* EXTRACT *
Then they proponed, that reasoning should bee publicke, and in face of the whole Assembly: It was replyed, that nothing should be in Conference concluded to the preiudice of the Assembly; alwayes matters must first be brought to some point in the Conference, and thereafter proponed to the whole number, who should be heard to reason of new, if he listed.
Hereupon they resolued to fall into dispute, and first, Master John Carmichael brought an argument from the custome and practice of the Church of Scotland, which had beene long obserued, and ought not to be altered, except the inconuenience of the present order were shewed, and the desired gesture qualified to bee better. It was answered, that howeuer the argument held good against the motions of priuat men, yet his Maiestie requiring the practice to be changed, matters behoued to admit a new consideration; and that because it was the Prince his priuiledge, that had the conseruation and custodie, as well of the Church, as of the Commonwealth, to call in question Customes and Statutes which he perceiued to breed any inconuenience in the state, euen by himselfe, it could not bee denyed, that in a Church Assembly, such as that was, his Maiestie might lawfully craue an innouation of any Church Rite, which hee esteemed not to be conuenient for the time.
From this argument, they went to another of Christ and the Disciples sitting at the first institution; in discussing whereof, they were brought to acknowledge the gesture not to bee of the essence of the Sacrament, but alterable at the discretion of the Church: Only they held the custome formerly receiued to bee the better.
This was the proceeding of the first Conference, wherein because matters could not be brought to any point, continuation was made to the morrow after, and they warned to meete again at eight of the cloke in the morning.
Wednesday the 26 of August.
The Conference being met as was appointed, after inuocation of the Name of God, the Reasoners were desired to proceed where they had lest the night before, and not to triffle time with speeches of small consequence. The reasoning continued from eight unto eleuen of the cloke. And when the whole reasons proponed by the two forenamed, were in the iudgement of all men satisfied; others were required, and had place giuen them to propone their arguments also, which was done in good order, and with such modestie as could be wished.
The Archbishop desired these of the Conference, to giue their iudgement in the matter reasoned. They opponed, that the custome was not to vote in Conference any matter, before it were brought to the full Assembly; but it was proved otherwise by these who had frequented the Assmblies, both of old and in the latter times; as likewise it was told them, that these Conferences resembled the meeting of the Lords of Articles in Parliament, where matters are accustomed to bee prepared and put in order, before they bee proponed to the whole State: and that the voting in Conference was by way of aduice onely, and not to determine; the power whereof belonged onely to the Assembly. This being acknowledged by the whole number to bee so, they offered that were present, to giue their owne iudgement without preiudging the Assembly; as accordingly they did: The whole number, some ten or eleuen excepted, declaring that by the reasons proponed, or any thing else they conceiued, they could not deny, but a change might bee made of the gesture in receiuing the holy Sacrament; and that it seemed conuenient for the Church to embrace the Article proponed by his Maiestie about kneeling, in regard of his desire and resolution to haue the same forme here established.

* GIVEN MATERIAL *
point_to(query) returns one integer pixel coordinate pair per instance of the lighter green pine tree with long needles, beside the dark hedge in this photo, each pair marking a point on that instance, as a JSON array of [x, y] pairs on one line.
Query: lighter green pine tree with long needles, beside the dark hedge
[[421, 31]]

* TASK REQUIREMENTS *
- A) Name each individual person that the extract mentions, using the name or title the extract uses for each.
- B) Rewrite the extract from "This was the" to "could be wished.", changing "Conference" to "Meeting" wherever it appears.

* RESULTS IN ORDER *
- A) Master John Carmichael; his Maiestie; Christ; the Archbishop

- B)
This was the proceeding of the first Meeting, wherein because matters could not be brought to any point, continuation was made to the morrow after, and they warned to meete again at eight of the cloke in the morning.
Wednesday the 26 of August.
The Meeting being met as was appointed, after inuocation of the Name of God, the Reasoners were desired to proceed where they had lest the night before, and not to triffle time with speeches of small consequence. The reasoning continued from eight unto eleuen of the cloke. And when the whole reasons proponed by the two forenamed, were in the iudgement of all men satisfied; others were required, and had place giuen them to propone their arguments also, which was done in good order, and with such modestie as could be wished.